To do ▸
[a] Quote the part of the article on multiple sclerosis that opens with the words containing "Researcher Dr Roland" and closes with "targets for attack.".
[b] Copy every sentence in the article on multiple sclerosis that contains the abbreviation MS.

Celiac.com 03/25/2019 - Some researchers have suspected that myelin proteins may be involved in multiple sclerosis (MS). A recent report in Science and Translational Medicine, suggests that additional non-myelin-related protein may also play a role. Researchers examined protein samples from the brains of 31 people who had died from suspected or confirmed MS. They found that T cells from 12 people reacted to the enzyme guanosine diphosphate-L-fucose synthase, or GDP-L-fucose-synthase. The enzyme usually helps to process sugars that are crucial to cell function and communication, including the function and communication of neurons.
Researcher Dr Roland Martin, from the University Hospital of Zurich, Switzerland, has helped to figure out which myelin proteins and peptides come under attack in MS, and which cells and immune molecules do the attacking. Paper coauthor Mireia Sospedra, of University Hospital of Zurich, suggests that “other auto-antigens might be involved in initiating the disease." She believes that the attack on this newly identified auto-antigen triggers tissue damage that exposes other myelin proteins that are likely targets for attack.

Data pulled from a collection:
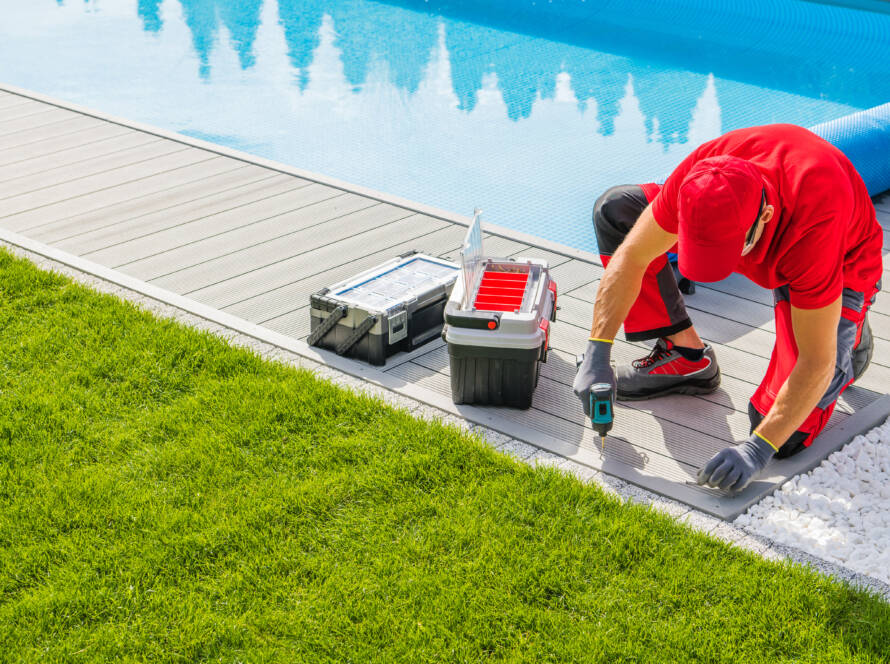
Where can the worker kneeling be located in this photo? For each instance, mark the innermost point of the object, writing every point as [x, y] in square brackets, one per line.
[786, 209]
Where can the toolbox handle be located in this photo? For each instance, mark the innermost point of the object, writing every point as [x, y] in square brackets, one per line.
[489, 322]
[356, 335]
[326, 326]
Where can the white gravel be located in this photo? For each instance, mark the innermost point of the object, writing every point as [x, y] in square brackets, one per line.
[840, 511]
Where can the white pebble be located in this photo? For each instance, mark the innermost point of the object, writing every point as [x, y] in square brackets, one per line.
[839, 511]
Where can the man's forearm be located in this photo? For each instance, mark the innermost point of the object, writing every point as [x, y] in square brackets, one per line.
[805, 386]
[619, 287]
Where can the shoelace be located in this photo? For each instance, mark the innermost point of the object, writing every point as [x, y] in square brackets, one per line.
[659, 352]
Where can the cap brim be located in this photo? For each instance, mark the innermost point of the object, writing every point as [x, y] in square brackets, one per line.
[708, 263]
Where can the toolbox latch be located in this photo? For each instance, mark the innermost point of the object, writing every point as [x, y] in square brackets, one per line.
[398, 326]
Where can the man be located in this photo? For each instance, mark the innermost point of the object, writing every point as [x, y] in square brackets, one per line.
[786, 209]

Answers for the tasks ▸
[a]
Researcher Dr Roland Martin, from the University Hospital of Zurich, Switzerland, has helped to figure out which myelin proteins and peptides come under attack in MS, and which cells and immune molecules do the attacking. Paper coauthor Mireia Sospedra, of University Hospital of Zurich, suggests that “other auto-antigens might be involved in initiating the disease." She believes that the attack on this newly identified auto-antigen triggers tissue damage that exposes other myelin proteins that are likely targets for attack.

[b]
Some researchers have suspected that myelin proteins may be involved in multiple sclerosis (MS).
Researchers examined protein samples from the brains of 31 people who had died from suspected or confirmed MS.
Researcher Dr Roland Martin, from the University Hospital of Zurich, Switzerland, has helped to figure out which myelin proteins and peptides come under attack in MS, and which cells and immune molecules do the attacking.